RECORDS:
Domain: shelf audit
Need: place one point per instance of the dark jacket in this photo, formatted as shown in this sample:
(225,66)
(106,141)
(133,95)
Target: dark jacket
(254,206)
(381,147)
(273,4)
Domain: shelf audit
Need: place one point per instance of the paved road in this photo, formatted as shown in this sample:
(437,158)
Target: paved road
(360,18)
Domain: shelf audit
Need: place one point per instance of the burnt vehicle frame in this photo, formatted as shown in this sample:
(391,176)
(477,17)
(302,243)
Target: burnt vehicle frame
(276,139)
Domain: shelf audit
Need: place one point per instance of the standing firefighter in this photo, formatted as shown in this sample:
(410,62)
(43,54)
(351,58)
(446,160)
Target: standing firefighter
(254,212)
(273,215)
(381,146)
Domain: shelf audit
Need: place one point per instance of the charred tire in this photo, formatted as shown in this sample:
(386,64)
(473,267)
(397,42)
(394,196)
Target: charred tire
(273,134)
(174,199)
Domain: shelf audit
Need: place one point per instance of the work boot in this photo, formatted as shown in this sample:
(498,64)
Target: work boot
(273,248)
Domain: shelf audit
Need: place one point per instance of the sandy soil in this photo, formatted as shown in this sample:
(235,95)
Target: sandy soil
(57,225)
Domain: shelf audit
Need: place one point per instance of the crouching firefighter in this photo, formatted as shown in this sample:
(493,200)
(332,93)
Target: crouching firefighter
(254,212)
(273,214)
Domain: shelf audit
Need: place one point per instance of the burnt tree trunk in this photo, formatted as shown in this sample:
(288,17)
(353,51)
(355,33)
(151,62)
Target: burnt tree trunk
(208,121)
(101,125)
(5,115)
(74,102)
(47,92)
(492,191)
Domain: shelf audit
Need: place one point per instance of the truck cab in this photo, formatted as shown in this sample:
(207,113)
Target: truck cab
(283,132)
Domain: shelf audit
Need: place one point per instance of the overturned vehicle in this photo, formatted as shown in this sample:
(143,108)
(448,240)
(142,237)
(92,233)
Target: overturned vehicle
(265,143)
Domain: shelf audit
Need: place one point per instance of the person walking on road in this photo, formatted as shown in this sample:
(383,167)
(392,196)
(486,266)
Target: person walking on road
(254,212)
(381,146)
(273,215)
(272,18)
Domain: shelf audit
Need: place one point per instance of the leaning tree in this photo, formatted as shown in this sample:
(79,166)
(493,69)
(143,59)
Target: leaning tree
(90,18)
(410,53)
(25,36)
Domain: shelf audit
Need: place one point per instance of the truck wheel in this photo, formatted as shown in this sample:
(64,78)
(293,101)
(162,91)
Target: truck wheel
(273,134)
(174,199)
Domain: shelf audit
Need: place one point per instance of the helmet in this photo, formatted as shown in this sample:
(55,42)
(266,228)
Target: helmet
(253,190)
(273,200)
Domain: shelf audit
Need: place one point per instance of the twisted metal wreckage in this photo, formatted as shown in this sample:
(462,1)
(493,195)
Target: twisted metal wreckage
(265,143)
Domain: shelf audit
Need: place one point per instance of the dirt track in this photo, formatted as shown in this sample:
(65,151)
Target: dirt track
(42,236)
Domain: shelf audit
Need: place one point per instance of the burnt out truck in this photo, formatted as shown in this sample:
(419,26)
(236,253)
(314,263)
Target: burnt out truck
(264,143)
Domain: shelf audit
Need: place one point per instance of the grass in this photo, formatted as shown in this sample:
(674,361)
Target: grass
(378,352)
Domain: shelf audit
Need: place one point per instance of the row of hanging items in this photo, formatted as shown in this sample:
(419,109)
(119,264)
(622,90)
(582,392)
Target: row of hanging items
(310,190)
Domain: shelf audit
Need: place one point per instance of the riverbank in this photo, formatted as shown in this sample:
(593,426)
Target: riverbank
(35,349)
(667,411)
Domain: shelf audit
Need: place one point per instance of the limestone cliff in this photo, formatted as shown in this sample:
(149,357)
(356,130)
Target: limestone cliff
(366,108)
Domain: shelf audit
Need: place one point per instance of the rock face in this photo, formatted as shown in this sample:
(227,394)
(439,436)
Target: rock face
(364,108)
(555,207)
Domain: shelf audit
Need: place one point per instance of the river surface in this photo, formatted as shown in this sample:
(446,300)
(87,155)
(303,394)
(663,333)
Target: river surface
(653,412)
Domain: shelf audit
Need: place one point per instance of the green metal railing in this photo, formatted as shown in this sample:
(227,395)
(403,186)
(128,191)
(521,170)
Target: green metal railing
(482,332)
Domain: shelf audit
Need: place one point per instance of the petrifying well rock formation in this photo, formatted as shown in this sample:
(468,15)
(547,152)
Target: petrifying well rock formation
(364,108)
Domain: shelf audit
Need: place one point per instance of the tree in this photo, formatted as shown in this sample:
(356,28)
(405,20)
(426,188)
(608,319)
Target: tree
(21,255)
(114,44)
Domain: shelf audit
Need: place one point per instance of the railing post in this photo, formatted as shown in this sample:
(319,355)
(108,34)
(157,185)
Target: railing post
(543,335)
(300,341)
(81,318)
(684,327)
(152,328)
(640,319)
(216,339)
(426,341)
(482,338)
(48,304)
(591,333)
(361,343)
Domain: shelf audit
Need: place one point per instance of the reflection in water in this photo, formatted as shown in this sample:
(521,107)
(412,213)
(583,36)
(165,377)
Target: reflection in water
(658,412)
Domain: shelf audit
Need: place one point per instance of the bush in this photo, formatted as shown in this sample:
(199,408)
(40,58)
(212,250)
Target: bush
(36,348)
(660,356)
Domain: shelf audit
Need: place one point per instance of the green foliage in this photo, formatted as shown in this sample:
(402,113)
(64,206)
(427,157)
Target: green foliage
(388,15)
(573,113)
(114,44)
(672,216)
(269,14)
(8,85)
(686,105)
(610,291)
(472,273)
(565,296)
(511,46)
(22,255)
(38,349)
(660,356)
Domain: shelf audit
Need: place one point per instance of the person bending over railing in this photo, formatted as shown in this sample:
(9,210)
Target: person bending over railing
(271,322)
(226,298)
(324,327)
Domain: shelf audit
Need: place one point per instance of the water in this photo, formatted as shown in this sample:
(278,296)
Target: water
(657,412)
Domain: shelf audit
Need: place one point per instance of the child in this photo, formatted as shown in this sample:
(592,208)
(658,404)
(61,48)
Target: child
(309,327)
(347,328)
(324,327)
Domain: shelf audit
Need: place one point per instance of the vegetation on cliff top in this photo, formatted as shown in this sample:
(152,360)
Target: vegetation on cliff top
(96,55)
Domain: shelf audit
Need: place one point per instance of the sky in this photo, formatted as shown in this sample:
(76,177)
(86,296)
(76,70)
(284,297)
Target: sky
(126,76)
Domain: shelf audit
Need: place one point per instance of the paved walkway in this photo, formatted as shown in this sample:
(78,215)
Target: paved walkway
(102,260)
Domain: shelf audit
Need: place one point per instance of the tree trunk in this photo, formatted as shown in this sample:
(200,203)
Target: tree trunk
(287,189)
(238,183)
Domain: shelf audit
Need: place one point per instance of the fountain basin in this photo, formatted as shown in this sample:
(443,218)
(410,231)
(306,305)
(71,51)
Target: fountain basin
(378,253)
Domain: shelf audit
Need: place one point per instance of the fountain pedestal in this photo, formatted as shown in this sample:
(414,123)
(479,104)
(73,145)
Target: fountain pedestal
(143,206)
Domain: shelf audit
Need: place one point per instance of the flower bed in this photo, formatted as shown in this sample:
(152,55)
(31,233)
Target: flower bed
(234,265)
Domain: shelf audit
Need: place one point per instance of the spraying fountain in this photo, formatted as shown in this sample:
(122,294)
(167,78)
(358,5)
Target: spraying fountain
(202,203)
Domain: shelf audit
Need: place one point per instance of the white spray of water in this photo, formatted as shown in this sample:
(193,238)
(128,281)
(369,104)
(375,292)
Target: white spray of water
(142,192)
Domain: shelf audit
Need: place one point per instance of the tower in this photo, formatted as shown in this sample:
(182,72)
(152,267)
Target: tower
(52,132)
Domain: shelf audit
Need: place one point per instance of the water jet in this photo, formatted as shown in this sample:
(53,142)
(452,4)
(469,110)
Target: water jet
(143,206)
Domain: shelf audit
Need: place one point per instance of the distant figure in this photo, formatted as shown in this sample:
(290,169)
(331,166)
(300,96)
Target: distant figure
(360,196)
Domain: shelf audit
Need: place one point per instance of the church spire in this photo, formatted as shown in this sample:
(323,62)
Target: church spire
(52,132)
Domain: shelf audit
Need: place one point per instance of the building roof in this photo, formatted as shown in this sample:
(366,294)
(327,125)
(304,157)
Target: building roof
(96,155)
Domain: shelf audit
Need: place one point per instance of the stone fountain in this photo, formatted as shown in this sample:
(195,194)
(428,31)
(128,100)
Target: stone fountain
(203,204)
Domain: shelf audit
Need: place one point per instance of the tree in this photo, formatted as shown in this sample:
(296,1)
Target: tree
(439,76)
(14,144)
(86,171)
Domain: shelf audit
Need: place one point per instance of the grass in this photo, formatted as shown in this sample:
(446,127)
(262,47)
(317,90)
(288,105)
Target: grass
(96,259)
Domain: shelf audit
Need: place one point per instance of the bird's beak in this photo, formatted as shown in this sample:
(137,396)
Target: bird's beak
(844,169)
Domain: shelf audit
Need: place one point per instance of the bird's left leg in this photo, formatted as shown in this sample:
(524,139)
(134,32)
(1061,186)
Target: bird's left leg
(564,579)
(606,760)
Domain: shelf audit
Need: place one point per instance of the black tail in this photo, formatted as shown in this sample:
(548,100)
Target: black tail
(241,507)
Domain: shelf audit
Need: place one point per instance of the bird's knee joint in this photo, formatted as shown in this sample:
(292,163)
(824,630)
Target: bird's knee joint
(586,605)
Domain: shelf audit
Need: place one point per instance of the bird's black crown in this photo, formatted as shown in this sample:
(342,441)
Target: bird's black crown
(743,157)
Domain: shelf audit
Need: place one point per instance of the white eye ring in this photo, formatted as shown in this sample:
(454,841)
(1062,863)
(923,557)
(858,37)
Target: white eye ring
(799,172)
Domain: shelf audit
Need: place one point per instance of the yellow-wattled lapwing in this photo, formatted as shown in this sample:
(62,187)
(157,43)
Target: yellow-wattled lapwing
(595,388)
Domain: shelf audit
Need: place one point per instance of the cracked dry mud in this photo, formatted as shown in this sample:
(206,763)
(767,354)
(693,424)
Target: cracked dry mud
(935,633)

OBJECTIVE:
Please pick out every line in the data above that contains the word "vegetation" and copy each one in full.

TASK OUTPUT:
Need: place one point per instance of the vegetation on cliff top in this photo, formatted as shown in this sample:
Target: vegetation on cliff top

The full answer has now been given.